TASK INSTRUCTIONS
The entries below are to be reproduced in full, exactly as written.

(Natural language region descriptions)

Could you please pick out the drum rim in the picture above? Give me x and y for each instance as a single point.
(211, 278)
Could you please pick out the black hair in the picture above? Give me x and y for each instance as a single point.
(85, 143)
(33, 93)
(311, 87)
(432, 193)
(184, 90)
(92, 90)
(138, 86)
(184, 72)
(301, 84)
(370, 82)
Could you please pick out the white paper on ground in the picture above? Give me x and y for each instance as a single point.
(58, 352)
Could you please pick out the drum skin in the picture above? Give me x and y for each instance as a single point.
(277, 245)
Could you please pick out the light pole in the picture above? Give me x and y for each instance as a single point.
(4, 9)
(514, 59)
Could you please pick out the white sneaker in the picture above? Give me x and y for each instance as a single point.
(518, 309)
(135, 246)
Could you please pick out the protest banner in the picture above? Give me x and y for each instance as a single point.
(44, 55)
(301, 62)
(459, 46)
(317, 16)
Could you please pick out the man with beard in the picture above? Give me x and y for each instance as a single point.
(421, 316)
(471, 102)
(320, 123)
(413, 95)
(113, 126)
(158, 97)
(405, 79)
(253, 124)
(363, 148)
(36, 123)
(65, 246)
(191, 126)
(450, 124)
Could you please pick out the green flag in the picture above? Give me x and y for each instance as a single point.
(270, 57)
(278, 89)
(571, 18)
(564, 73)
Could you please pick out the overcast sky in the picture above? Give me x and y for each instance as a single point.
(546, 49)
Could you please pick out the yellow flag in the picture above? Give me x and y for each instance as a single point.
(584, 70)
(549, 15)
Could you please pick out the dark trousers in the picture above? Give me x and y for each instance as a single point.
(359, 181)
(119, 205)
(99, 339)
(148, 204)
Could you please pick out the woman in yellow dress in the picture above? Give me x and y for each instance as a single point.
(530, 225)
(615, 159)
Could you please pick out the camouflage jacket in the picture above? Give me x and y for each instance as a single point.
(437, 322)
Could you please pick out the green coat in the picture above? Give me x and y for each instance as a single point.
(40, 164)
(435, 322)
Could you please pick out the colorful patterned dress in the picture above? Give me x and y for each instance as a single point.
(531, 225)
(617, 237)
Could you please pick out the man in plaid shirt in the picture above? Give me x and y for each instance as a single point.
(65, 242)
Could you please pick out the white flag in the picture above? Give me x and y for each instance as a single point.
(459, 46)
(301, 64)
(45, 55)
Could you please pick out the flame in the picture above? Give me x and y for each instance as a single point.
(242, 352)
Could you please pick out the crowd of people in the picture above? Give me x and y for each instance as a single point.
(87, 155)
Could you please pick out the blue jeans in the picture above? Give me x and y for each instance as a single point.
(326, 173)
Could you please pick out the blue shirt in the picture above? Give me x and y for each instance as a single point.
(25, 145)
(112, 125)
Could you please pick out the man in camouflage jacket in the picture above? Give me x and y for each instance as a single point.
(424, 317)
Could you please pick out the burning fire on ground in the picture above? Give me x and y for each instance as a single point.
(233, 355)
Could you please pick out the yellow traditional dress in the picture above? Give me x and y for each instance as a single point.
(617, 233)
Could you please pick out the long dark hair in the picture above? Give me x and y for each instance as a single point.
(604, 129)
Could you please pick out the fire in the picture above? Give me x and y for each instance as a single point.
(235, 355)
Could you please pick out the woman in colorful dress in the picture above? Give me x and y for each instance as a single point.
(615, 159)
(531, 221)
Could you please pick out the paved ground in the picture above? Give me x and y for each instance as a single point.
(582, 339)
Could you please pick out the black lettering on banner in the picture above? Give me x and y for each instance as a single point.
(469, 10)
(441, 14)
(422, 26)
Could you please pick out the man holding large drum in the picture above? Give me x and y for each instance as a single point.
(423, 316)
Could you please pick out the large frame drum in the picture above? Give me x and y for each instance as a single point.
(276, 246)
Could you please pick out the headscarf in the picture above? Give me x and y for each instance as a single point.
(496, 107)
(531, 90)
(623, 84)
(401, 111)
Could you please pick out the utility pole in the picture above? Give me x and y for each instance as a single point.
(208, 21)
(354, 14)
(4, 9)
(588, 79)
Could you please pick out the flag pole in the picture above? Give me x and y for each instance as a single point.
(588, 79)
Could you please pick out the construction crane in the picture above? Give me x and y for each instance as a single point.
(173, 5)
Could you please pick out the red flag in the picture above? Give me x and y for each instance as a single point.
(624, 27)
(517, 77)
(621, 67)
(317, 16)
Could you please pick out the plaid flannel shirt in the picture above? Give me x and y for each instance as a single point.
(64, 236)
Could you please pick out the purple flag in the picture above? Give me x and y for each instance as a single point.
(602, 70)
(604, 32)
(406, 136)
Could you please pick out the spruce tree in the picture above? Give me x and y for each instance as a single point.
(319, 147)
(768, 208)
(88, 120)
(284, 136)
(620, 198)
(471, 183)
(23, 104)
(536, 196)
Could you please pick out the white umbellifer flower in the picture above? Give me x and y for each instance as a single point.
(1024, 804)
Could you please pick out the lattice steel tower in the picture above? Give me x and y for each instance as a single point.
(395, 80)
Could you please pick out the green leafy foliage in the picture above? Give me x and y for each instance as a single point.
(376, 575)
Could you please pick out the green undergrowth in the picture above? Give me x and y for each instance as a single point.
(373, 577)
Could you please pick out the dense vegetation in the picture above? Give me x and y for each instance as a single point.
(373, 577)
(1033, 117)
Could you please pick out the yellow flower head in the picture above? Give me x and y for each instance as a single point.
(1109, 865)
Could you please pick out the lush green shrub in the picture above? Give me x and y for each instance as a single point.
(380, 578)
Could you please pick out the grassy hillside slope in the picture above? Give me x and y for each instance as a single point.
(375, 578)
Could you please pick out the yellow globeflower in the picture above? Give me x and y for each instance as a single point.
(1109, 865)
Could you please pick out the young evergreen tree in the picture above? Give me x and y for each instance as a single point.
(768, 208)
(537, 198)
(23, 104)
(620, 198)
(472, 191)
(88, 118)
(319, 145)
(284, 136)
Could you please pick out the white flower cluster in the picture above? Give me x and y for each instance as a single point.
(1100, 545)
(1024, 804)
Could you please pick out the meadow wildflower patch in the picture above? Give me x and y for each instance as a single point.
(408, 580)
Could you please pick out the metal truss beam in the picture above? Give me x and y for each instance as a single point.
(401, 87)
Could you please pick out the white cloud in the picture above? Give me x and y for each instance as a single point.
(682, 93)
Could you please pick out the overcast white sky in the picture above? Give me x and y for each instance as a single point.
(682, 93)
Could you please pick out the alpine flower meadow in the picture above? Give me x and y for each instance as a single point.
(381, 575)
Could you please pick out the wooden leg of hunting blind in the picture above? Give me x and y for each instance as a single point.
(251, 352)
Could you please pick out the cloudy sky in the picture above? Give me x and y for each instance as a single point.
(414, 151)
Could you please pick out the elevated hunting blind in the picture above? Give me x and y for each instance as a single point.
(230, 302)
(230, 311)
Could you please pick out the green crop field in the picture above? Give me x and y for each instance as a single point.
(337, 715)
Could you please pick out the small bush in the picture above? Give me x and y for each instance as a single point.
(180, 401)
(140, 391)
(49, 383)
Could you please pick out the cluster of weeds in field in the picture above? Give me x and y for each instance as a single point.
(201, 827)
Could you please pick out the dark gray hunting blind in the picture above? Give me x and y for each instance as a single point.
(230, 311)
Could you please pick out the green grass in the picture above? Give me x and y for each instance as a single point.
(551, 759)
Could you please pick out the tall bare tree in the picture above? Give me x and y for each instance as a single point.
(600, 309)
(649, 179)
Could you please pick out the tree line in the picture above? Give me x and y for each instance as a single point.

OUTPUT BELOW
Could you please pick out the drum rim in the picture above? Give me x and y for each instance as a single point.
(211, 278)
Could you please pick out the black hair in the picture above? Give me x and y for each instance as a single point.
(85, 143)
(33, 93)
(311, 87)
(432, 193)
(184, 90)
(92, 90)
(138, 86)
(184, 72)
(301, 84)
(370, 82)
Could you please pick out the white paper on ground in the picture above? Give me x and y for each instance as a single point.
(58, 352)
Could you please pick out the drum skin in the picture above? Give me x and y for each instance as a single point.
(277, 245)
Could you please pick out the light pole in the picture above? Give me x and y for each instance as a single point.
(4, 9)
(514, 59)
Could you please pick out the white sneaker in the picture above? Give me x and y for each instance as a single point.
(518, 309)
(135, 246)
Could you please pick out the protest banner in the picture above? Give me x and y for each instance as a single point.
(44, 55)
(301, 62)
(459, 46)
(317, 16)
Could you please pick out the man with beard in the picture above? Give me x and y for each instance as a single point.
(421, 316)
(471, 102)
(320, 123)
(413, 95)
(113, 126)
(158, 97)
(405, 79)
(253, 124)
(363, 148)
(36, 123)
(65, 246)
(191, 126)
(450, 124)
Could you please pick out the green flag in the picture above? Give me x and y for each instance as a single point.
(270, 57)
(278, 89)
(571, 18)
(564, 73)
Could you please pick out the overcast sky in the picture above? Give me x and y for each instance as a single point.
(546, 49)
Could you please pick out the yellow flag in the picture above? Give me x and y for each instance as a single point.
(584, 70)
(549, 15)
Could you please pick out the dark trousers in the picture above? Give me x and y for each instance as a single point.
(359, 181)
(119, 205)
(99, 339)
(148, 204)
Could you please pick out the woman in yellow dress in the picture above? Give me x and y for each instance as a single point.
(530, 225)
(615, 159)
Could you please pick out the camouflage jacket in the picture above? Give me x and y for each instance as a single point.
(437, 322)
Could you please pick out the green coat in the picture above? Give me x and y for each instance as a single point.
(40, 164)
(435, 322)
Could you please pick out the colorful patterned dress in the picture above? Give me x and y for each instance as a single point.
(531, 225)
(617, 237)
Could you please pick out the man in plaid shirt in the picture above? Give me x and y for each instance as a single point.
(65, 242)
Could you please pick out the white flag in the picture above? Give me x and y for each instance as a single point.
(459, 46)
(301, 64)
(45, 55)
Could you please pick out the flame in the picture above? Give me x and y for each instance as a single point.
(242, 352)
Could you please pick out the crowd of people in the picture above? Give me x and y for each instance as a single point.
(87, 155)
Could you please pick out the blue jeans in the picture above? Give me x and y for each instance as a single point.
(326, 173)
Could you please pick out the blue shirt in the picture above? Give me x and y for each instance as a single point.
(25, 145)
(112, 125)
Could you please pick out the man in camouflage jacket in the picture above? Give me x and y for each instance as a single point.
(424, 317)
Could you please pick out the burning fire on ground in the picture above? Give me x and y for each instance as a single point.
(233, 355)
Could you please pick out the yellow traditional dress in the picture above? Give me x and y for each instance as a single point.
(617, 233)
Could you please pick out the long dark hair in the picture above? Give me x and y for each instance as a single point.
(604, 129)
Could you please pick out the fire in the picture above? Give me x and y for each instance as a single point.
(235, 355)
Could you please pick out the woman in colorful dress in the picture above? Give me x and y for each instance as a single point.
(615, 159)
(531, 221)
Could you please pick out the paved ground in the picture above? Give me x and y for each instance as a single point.
(582, 339)
Could you please pick out the black lettering on banner in the picture above? Give me x and y for each instance as a single point.
(469, 10)
(441, 14)
(422, 26)
Could you please pick out the man holding large drum in the picture above? Give me x and y for each instance as a single point.
(423, 316)
Could you please pick out the large frame drum in the picture above? Give me x and y for each instance as a single point.
(276, 246)
Could you please pick out the headscarf in the picture above? Give me x and y for each instance as a single point.
(496, 107)
(531, 90)
(623, 84)
(401, 111)
Could you please pick out the utility pole in the picture above? Give me x and y for each instance as a single point.
(208, 21)
(354, 14)
(4, 9)
(588, 79)
Could you please pick out the flag pole in the picture above? Give me x and y for each instance as a single point.
(588, 79)
Could you please pick out the construction crane in the picture above? Give me x and y for each instance as a single point.
(173, 5)
Could you please pick out the red flag in the picture above? Give me x and y for each instance as a single point.
(624, 27)
(517, 77)
(621, 67)
(317, 16)
Could you please pick out the plaid flannel shirt in the picture above? Give me x and y for each instance as a single point.
(64, 236)
Could you please pick out the purple flag in the picture above? Give me x and y for each instance as a single point.
(602, 70)
(604, 32)
(406, 136)
Could you please pick out the spruce tree in the picture above? Give me x and y for each instance as a single point.
(319, 147)
(768, 208)
(88, 120)
(284, 136)
(620, 198)
(471, 183)
(23, 104)
(536, 196)
Could you please pick out the white umbellifer flower in the picture above? Give me x and y for each instance as a single point.
(1024, 804)
Could you please pick out the lattice steel tower in the picture above? Give me x and y for each instance as a single point.
(395, 80)
Could you please pick out the green leafy foliage in the picture above? Give me x and y for each instance as a single point.
(376, 575)
Could you please pick out the green undergrowth in the picture above? Give me x and y for each instance as a single point.
(373, 577)
Could you please pick out the dense vegetation in the picture above? Give me x and y for each instance as a single point.
(373, 577)
(1033, 117)
Could you please pick out the yellow flower head in the picture above? Give me x and y for each instance as a single point.
(1109, 865)
Could you please pick out the lush green shrub in the picture above? Give me x and y for each instance as a single point.
(380, 578)
Could you please pick out the grassy hillside slope in the picture above? Give me x and y for each instance as a single point.
(375, 578)
Could you please pick out the yellow globeflower in the picture above? Give me x and y for each instance as a single point.
(1109, 865)
Could you please pick out the young evergreen tree in the picture above? Give me x and y for each instance as a single point.
(768, 208)
(537, 198)
(23, 104)
(620, 198)
(472, 191)
(88, 118)
(319, 145)
(284, 136)
Could you please pick out the white flower cluster in the picture above? Give me x and y for each instance as a single point.
(1100, 545)
(1024, 804)
Could you please pick out the meadow wildflower patch in the picture above? Give me x and y for each instance as a single point.
(408, 580)
Could you please pick out the metal truss beam in the picture above? Give me x and y for each instance as a single point.
(401, 87)
Could you please pick out the white cloud in the picture above? Give me x and y for each instance as a single point.
(682, 93)
Could you please pick out the overcast white sky in the picture above? Give me x and y for each instance as a single point.
(682, 93)
Could you please pick out the alpine flower meadow in the picture above? Give me x and y for each instance as a single point.
(381, 575)
Could you please pick out the wooden leg of hunting blind in the picture above? Give me x and y for each instance as a single point.
(251, 352)
Could you please pick out the cloudy sky in the picture above? Give me x and y for each instance as a single point.
(414, 151)
Could you please pick out the elevated hunting blind in the picture above? Give me x and y for each instance as a single point.
(230, 302)
(230, 311)
Could you please pick out the green crop field in the picture above? Give me x and y for each instance as a single point.
(337, 715)
Could you please pick out the small bush in the picture above? Give me x and y for each instance as a single point.
(180, 401)
(140, 391)
(49, 383)
Could you please pick out the cluster of weeds in field in the picture above? Give me x and y for each instance as a single point.
(201, 827)
Could you please pick out the dark gray hunting blind in the picture above? Give me x and y for each instance as a single point.
(230, 311)
Could you please pick out the green grass in the picture above? Give me x and y for each instance as a single point.
(551, 759)
Could you please pick out the tall bare tree in the picture above? Give me x and y for each instance as a single point.
(600, 309)
(649, 179)
Could you please pick out the tree line in the picture above? Give me x and y for each instance as a single point.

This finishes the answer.